Brief A: Reproduce the rows verbatim, from the line with "of the number" up to and including the last line of the rows.

Make the chapter master a fallen angel and a few other prominent members of the chapter. 
You can do what ever you wamt with the fluff.


----------



## BlackApostleVilhelm (May 14, 2008)

i like the fallen army idea, they are viewed as traitors but still fight for the emperor.


----------



## MontytheMighty (Jul 21, 2009)

name suggestions:

The Grigori led by Mikhail Demiurgos


----------



## dark angel (Jun 11, 2008)

Hmmmm im not sure on the idea for one reason- I cant see the Dark Angels letting the very ones who turned against them fight under their command again.

you could however say that a group of Fallen banded together and realised their mistakes and now fight for the Emperor but have too try and keep away from the Dark Angels too.

Dark


----------



## BloodAngelsfan (Jan 22, 2009)

Well, If you want a Chapter that was corrupted and fought it off, try the Soul Drinkers. They broke from the Imperium and thought they were worshipping an aspect of the Emperor (referred to as the Architect of Fate). and it turns out was actually a daemon prince of Tzeentch. Now they fight the Emperor's enemies and the Imperium (they refused to worship chaos and the Chapter master slew the daemon prince). The only issue would be modelling them,as they nearly all have mutations (the chapter master Sarpedon has eight spider legs).


----------



## scolatae (Aug 25, 2008)

Deimus said:


> Hello Forumites, I am not sure where to make this thread, but I guess here is fine. I'm new to 40k, and have at least a little grasp on the lore, But very interested.
> 
> I'll get into the subject now. I was wondering if there is or was a SM Chapter or maybe any race, that have been corrupted but fought it off and found peace, maybe possessed by a demon or anything else, but after found peace? Maybe not peace as in Anti-war, but as in their mind is clear and want to up-hold their duty?
> 
> ...

Supplied material:
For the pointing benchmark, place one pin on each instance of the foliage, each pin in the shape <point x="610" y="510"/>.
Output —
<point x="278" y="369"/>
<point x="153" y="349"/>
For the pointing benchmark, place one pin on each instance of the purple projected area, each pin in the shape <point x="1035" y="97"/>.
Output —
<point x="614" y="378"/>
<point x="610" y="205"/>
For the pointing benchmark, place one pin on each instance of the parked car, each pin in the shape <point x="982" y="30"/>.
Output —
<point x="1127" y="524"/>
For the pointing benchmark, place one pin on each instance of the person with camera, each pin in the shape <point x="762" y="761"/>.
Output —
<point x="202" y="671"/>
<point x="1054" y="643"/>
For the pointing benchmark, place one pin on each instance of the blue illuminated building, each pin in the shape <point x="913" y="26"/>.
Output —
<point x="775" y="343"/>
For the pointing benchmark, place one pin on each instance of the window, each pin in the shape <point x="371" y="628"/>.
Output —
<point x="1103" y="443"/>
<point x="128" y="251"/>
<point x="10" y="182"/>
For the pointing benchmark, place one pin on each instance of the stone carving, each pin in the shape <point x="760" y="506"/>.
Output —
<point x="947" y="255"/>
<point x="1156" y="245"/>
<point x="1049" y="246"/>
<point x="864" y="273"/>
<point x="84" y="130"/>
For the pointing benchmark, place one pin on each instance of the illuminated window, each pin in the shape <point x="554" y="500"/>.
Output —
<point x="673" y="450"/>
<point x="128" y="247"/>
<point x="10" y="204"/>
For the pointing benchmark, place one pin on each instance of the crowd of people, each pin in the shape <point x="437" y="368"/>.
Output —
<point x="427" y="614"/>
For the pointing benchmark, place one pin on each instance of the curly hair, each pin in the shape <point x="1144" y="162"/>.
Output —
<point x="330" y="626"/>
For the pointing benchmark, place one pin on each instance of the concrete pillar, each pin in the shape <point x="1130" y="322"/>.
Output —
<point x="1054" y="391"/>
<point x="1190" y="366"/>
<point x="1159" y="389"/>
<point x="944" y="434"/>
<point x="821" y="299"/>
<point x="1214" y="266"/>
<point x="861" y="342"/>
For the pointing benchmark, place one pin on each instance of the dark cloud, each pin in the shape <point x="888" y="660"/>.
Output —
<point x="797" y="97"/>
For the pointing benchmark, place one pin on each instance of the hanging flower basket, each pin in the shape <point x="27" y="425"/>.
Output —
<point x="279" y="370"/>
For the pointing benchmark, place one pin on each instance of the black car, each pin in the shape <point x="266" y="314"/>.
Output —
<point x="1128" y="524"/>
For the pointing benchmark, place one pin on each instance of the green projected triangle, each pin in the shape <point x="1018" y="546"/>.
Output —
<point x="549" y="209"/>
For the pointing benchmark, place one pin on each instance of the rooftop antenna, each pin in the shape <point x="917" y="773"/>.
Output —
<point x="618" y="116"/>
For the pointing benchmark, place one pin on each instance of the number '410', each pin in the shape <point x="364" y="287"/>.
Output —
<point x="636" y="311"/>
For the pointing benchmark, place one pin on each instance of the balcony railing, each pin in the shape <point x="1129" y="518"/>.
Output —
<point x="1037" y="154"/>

Brief B: Go on with the forum thread on chapters that fought off corruption, starting from where it stops.

Exercise answer A:
For the pointing benchmark, place one pin on each instance of the number '410', each pin in the shape <point x="364" y="287"/>.
Output —
<point x="636" y="311"/>
For the pointing benchmark, place one pin on each instance of the balcony railing, each pin in the shape <point x="1129" y="518"/>.
Output —
<point x="1037" y="154"/>

Exercise answer B:
If your after an army that was possesed but defeated the daemons go with the exorcists. The entire chapter has at one point been possesed by (minor)daemons but with help managed to defeat the creatures. This created a force of uber daemon hunting marines matched only by the grey knights.:victory:


----------



## Khorne's Fist (Jul 18, 2008)

scolatae said:


> If your after an army that was possesed but defeated the daemons go with the exorcists. The entire chapter has at one point been possesed by (minor)daemons but with help managed to defeat the creatures. This created a force of uber daemon hunting marines matched only by the grey knights.:victory:


All true, fluff wise the Exorcists are my favourite chapter, but the SWs have their claws in me, so I never got around to starting an army of them. I have some very good homebrew rules for them I found on another site. PM me if you're interested.

The Soul Drinkers, as suggested previously, would also fit the bill. They'd also offer a lot of scope modelling wise due to all the mutations.


----------



## Fallen (Oct 7, 2008)

the exorcists, soul drinkers, and GKs have already been mentioned so im trying to think of something other than those that arent homebrew material - and i get nothing.

if i were doing this id just go & create a chapter that fits the bill, if i didnt want to do any of those.

imo anything from the 21st founding is allowable, the LoD, flame falcons, etc
link - http://wh40k.lexicanum.com/wiki/Twenty_First_Founding


----------



## Deimus (Jul 15, 2009)

Thanks all, I got a lot of fluff reading to do now.


----------



## Azkaellon (Jun 23, 2009)

Deimus said:


> Thanks all, I got a lot of fluff reading to do now.


Do space Wolves there getting a new codex in oct!


----------



## Holmstrom (Dec 3, 2008)

You could look at the Tau, too. They never had been corrupted by the warp at all. Just another thing to consider. But of course you have plenty of choices for Space Marines here. Soul Drinkers sound like your best bet but as mentioned they would be very difficult to model without a lot of hard work.

But if you have the will, you have the way. Just expect your wallet to have a black hole for a long while. Or...

Why not make your own chapter?


----------



## Eliphas (Jun 23, 2009)

Wasn't the excorcists chapter based around this?
I think they were possesed by daemons intentionally and then used to fight chaos armies.


----------



## BloodAngelsfan (Jan 22, 2009)

I would recommend making your own chapter as well. It allows you to be more creative and no one can tell you 'no' about something in the fluff because you created it.


----------



## Red Geist (Sep 18, 2008)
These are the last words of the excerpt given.